■ WHAT THE TASK REQUIRES ■
Word for word, output the data that follows.

+++ RECORDS SHOWN

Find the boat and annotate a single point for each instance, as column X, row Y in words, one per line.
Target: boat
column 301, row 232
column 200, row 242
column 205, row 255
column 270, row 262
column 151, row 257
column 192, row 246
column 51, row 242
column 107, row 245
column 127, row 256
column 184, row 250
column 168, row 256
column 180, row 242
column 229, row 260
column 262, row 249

++++++

■ OUTPUT FOR THIS TASK ■
Find the boat and annotate a single point for each instance, as column X, row Y in words, one per line.
Target: boat
column 301, row 232
column 200, row 242
column 205, row 255
column 270, row 262
column 151, row 257
column 192, row 246
column 51, row 242
column 107, row 245
column 127, row 256
column 184, row 250
column 168, row 256
column 180, row 242
column 229, row 260
column 262, row 249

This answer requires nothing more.